原文抜粋:
"""

酸価を低減する方法は、例えば、表面層(A)を構成する成分から酸価成分となる化合物の使用量を減らす又は使用しないことにより容易に行うことが出来る。酸価成分としては特に限定はされないが、(1)2級水酸基含有熱可塑性樹脂に使用する重合性ビニルモノマーとして、カルボン酸官能基、酸無水物官能基、フェノール性水酸基などの酸価成分となる官能基を含有するビニルモノマー、(2)2級水酸基含有熱可塑性樹脂の合成に用いる重合触媒として、熱分解生成物にカルボン酸官能基を含有する重合触媒、(3)無機酸、有機酸等、フェノール類などを含有する反応溶剤、希釈用剤などが有り、熱可塑性樹脂Aの酸価が1.0以下となるように酸価成分の使用量を減らすことが出来る。
【0026】
本発明においては、2級水酸基量を全水酸基量の50〜100モル%を占める割合とし、更に酸価1.0(KOHmg/g)以下とすることで、より相乗効果が得られ、三次元成形性が特に良好になる。
【0027】
(ポリイソシアネート化合物)
本発明で用いられるポリイソシアネート化合物は、1分子中にイソシアネート基を平均2個以上有する化合物である。数平均分子量(ポリスチレン換算の値)は10,000以下のものが好ましく、5,000以下がなお好ましく、特に好ましくは2,000以下である。中でも、1分子中に3つ以上のイソシアネート基を含有する、いわゆる3価以上のイソシアネート化合物を使用するのが好ましい。

"""

記述課題 A:
原文抜粋から「酸価を低減する方法は、例えば」で始まり「次元成形性が特に良好になる。」で終わる部分を、一字も変えずに引用せよ。
原文抜粋とデータの行は、互いに何の関係もない。

データ一覧:
"""

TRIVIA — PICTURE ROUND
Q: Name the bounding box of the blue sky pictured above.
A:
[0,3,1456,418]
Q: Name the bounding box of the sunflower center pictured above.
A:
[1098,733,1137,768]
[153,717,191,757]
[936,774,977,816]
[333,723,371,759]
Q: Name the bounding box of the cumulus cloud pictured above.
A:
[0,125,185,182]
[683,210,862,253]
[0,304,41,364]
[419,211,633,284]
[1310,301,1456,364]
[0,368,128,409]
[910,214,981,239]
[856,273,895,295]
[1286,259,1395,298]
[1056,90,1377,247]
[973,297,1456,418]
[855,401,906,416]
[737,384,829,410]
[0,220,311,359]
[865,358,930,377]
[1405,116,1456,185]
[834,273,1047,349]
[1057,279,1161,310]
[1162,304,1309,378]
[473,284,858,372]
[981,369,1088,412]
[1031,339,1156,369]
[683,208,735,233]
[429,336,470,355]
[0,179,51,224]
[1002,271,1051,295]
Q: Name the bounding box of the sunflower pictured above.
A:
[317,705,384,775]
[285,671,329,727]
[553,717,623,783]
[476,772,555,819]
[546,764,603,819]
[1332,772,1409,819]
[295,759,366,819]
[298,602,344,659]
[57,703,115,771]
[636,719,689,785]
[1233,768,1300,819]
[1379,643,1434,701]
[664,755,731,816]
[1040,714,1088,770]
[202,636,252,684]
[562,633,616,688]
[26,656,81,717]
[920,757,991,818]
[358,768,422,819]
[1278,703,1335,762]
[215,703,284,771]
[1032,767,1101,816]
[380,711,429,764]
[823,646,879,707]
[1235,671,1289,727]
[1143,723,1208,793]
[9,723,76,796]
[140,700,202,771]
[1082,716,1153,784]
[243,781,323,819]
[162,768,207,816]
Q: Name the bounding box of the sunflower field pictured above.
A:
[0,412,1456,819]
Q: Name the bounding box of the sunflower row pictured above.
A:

"""

記述課題 B:
データの行のうち、「Q: Name the bounding box of the sunflower field」を含む行で始まりデータの最後の行で終わる範囲を、空行を除き1行を1つの文字列とするJSONリストに変換せよ。

正解出力 A:
酸価を低減する方法は、例えば、表面層(A)を構成する成分から酸価成分となる化合物の使用量を減らす又は使用しないことにより容易に行うことが出来る。酸価成分としては特に限定はされないが、(1)2級水酸基含有熱可塑性樹脂に使用する重合性ビニルモノマーとして、カルボン酸官能基、酸無水物官能基、フェノール性水酸基などの酸価成分となる官能基を含有するビニルモノマー、(2)2級水酸基含有熱可塑性樹脂の合成に用いる重合触媒として、熱分解生成物にカルボン酸官能基を含有する重合触媒、(3)無機酸、有機酸等、フェノール類などを含有する反応溶剤、希釈用剤などが有り、熱可塑性樹脂Aの酸価が1.0以下となるように酸価成分の使用量を減らすことが出来る。
【0026】
本発明においては、2級水酸基量を全水酸基量の50〜100モル%を占める割合とし、更に酸価1.0(KOHmg/g)以下とすることで、より相乗効果が得られ、三次元成形性が特に良好になる。

正解出力 B:
[
  "Q: Name the bounding box of the sunflower field pictured above.",
  "A:",
  "[0,412,1456,819]",
  "Q: Name the bounding box of the sunflower row pictured above.",
  "A:"
]